**Task instructions:** The result should be an exact copy of the entries that follow, with no pictures included.

**Data for analysis:**
========================================
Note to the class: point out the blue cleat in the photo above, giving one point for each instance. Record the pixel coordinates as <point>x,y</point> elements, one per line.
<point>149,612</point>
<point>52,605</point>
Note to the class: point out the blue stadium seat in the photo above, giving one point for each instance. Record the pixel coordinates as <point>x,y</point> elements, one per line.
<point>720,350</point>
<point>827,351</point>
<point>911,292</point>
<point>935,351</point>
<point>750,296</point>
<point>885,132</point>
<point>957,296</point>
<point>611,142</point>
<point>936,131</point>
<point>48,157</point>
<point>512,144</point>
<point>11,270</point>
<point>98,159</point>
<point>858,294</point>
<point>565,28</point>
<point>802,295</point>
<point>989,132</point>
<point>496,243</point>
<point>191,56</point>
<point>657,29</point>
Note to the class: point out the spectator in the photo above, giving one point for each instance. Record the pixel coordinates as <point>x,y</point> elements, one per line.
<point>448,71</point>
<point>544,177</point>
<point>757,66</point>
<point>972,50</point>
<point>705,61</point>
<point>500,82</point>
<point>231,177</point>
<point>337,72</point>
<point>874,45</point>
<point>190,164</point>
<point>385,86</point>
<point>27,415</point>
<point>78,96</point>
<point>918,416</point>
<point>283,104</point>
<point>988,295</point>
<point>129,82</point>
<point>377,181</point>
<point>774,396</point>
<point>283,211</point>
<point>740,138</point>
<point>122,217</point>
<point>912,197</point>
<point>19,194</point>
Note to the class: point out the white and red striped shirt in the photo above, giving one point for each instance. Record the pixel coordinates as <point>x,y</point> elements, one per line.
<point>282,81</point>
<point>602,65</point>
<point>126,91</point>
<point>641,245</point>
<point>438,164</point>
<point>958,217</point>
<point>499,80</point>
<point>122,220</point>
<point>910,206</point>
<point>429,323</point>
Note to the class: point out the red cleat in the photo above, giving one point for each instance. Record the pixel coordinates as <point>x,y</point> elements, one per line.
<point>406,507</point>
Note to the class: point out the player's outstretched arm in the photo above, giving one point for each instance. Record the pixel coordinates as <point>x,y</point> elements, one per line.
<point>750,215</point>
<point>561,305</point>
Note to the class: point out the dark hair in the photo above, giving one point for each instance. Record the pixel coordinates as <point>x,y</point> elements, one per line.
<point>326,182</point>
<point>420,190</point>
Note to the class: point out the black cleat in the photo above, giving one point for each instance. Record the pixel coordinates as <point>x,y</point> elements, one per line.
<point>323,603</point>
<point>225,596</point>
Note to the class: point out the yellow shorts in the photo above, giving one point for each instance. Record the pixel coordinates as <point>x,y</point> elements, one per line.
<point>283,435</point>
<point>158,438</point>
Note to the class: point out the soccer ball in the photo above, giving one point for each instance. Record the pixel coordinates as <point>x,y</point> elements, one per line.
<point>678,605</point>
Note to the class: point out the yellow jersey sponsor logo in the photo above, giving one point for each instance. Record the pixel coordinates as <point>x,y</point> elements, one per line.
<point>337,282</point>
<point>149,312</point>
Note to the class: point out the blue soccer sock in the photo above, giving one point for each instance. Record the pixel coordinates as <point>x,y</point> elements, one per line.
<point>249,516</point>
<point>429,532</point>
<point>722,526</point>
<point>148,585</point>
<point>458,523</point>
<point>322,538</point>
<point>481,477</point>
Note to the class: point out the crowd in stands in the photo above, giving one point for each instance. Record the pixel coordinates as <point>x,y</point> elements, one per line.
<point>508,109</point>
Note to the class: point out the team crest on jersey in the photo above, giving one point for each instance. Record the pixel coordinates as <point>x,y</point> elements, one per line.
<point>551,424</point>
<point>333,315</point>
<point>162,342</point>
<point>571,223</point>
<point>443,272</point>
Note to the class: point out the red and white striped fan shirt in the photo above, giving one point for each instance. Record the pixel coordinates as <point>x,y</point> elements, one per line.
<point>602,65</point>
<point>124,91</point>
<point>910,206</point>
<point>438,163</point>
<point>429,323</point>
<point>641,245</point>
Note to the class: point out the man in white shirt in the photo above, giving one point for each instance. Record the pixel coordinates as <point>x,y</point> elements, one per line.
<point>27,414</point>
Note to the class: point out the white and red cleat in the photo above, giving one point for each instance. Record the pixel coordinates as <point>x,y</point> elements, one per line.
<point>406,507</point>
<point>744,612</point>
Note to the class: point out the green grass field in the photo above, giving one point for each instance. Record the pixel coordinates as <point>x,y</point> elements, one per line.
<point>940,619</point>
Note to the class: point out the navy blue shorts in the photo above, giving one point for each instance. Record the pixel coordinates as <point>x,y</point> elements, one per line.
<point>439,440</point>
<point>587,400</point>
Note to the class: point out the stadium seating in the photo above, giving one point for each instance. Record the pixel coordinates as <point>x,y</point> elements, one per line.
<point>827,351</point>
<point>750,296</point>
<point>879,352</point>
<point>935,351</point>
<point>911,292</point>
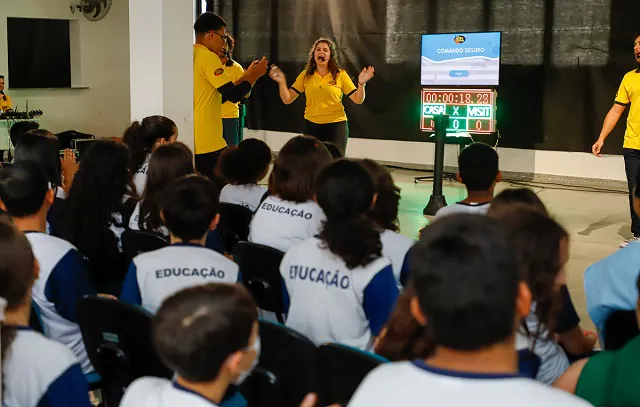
========================================
**Your solution:**
Note to the class: point out the blue cleat in the photo above, giving one point for each instance. Record the pixel coordinates as <point>x,y</point> elements, one per line.
<point>149,612</point>
<point>52,605</point>
Note to the class: point out the blue stadium seat in the photo above, giving one point for each instance. Record the pixel coordinates as <point>x,y</point> elements, one per line.
<point>720,350</point>
<point>827,351</point>
<point>911,292</point>
<point>935,351</point>
<point>750,296</point>
<point>885,132</point>
<point>957,296</point>
<point>611,142</point>
<point>936,131</point>
<point>48,157</point>
<point>512,144</point>
<point>11,270</point>
<point>98,159</point>
<point>858,294</point>
<point>565,28</point>
<point>802,295</point>
<point>989,132</point>
<point>496,243</point>
<point>191,56</point>
<point>657,29</point>
Note to the class: point out the spectator in the photo above, giving one point for each instance. Record the pixel coordinates as <point>x,y</point> elements, one per line.
<point>448,71</point>
<point>544,177</point>
<point>757,66</point>
<point>972,50</point>
<point>705,61</point>
<point>500,82</point>
<point>231,177</point>
<point>337,72</point>
<point>874,45</point>
<point>190,164</point>
<point>385,86</point>
<point>27,415</point>
<point>78,96</point>
<point>918,416</point>
<point>283,104</point>
<point>988,295</point>
<point>129,82</point>
<point>377,181</point>
<point>774,396</point>
<point>283,211</point>
<point>740,138</point>
<point>122,217</point>
<point>912,197</point>
<point>19,194</point>
Note to the class: point out the white and red striped shirt in the photo above, giving one point for each instance. Record the pixel coordinates as <point>x,y</point> elements, one per line.
<point>282,81</point>
<point>602,65</point>
<point>126,91</point>
<point>641,245</point>
<point>438,164</point>
<point>958,217</point>
<point>499,80</point>
<point>122,220</point>
<point>910,206</point>
<point>429,323</point>
Note to the class: point out the red cleat in the photo above, giving one point for each instance. Record the pixel coordinates as <point>x,y</point> elements, one per line.
<point>406,507</point>
Note to the class: point out the player's outstretched arm in the photo above, giving one point for each instance. Record the pixel coordinates as <point>x,y</point> elements, one per line.
<point>750,215</point>
<point>561,305</point>
Note to the class: point out the dark hair in the photo above, giving one point for each instance. Record the pixel coordinates as <point>x,y</point> elements, one per line.
<point>326,182</point>
<point>420,190</point>
Note to the class: point out the black cleat in the photo above, giving one point for each instance. Record the pixel coordinates as <point>x,y</point> elements, one per line.
<point>323,603</point>
<point>225,596</point>
Note to the class: point out the yellow shorts in the photo above, giving one point for each instance. Record the pixel coordinates as <point>x,y</point> elements, one per line.
<point>283,435</point>
<point>158,438</point>
Note to the class: point out the soccer ball in the photo above, giving one point for each instance. Record the pixel coordinates as <point>x,y</point> elements, one per line.
<point>678,605</point>
Note to the class: point out the yellow jersey sponsor logo in the photo above, giving one point for each instance. Record the pixel coordinates as <point>x,y</point> elements, one per line.
<point>337,282</point>
<point>149,312</point>
Note to the class: point out the blue soccer sock in the photo above, giving one point for each instance. Record the pixel coordinates as <point>x,y</point> elements, one per line.
<point>249,516</point>
<point>429,532</point>
<point>722,526</point>
<point>148,585</point>
<point>458,523</point>
<point>322,538</point>
<point>481,477</point>
Note to the class: point out the crowd in stands in the photo above, giving one point for each instance. Record the pixel coordinates as <point>x,y</point> elements, one per line.
<point>508,109</point>
Note to the class: point out the team crest on jersey in the photo above, giving one point for each instance. Record the pixel coordinates as <point>x,y</point> elements, one per line.
<point>551,424</point>
<point>333,315</point>
<point>162,342</point>
<point>571,223</point>
<point>443,272</point>
Note to the class: point out the red and white striped fan shirt in the photo above, giving one point for each instance. Record the pixel coordinates as <point>x,y</point> elements, one per line.
<point>602,65</point>
<point>124,91</point>
<point>910,206</point>
<point>438,163</point>
<point>429,323</point>
<point>641,245</point>
Note to the class: point out the man in white shirt in the photo above, giving one point for each instance. Record the pixel coordinates as <point>x,y</point> elements, one per line.
<point>27,414</point>
Note to the class: point out the white and red cleat in the photo above, giving one point for each instance. Record the pixel coordinates as <point>x,y</point> elements, one per line.
<point>406,507</point>
<point>744,612</point>
Note to the class: point out the green grass field in the photo above, giving one point for each instance. Record the pixel coordinates as <point>x,y</point> elements, one per line.
<point>940,619</point>
Note to the class: point out the navy blue shorts in the photo above, giving one point for each instance. Record the pixel coordinates as <point>x,y</point> elements, one per line.
<point>439,440</point>
<point>587,400</point>
Note to the class: point out the stadium seating in the photo above, giving one point for each instance. Record the pixel coordinates as <point>x,y</point> elements, one per line.
<point>827,351</point>
<point>750,296</point>
<point>879,352</point>
<point>935,351</point>
<point>911,292</point>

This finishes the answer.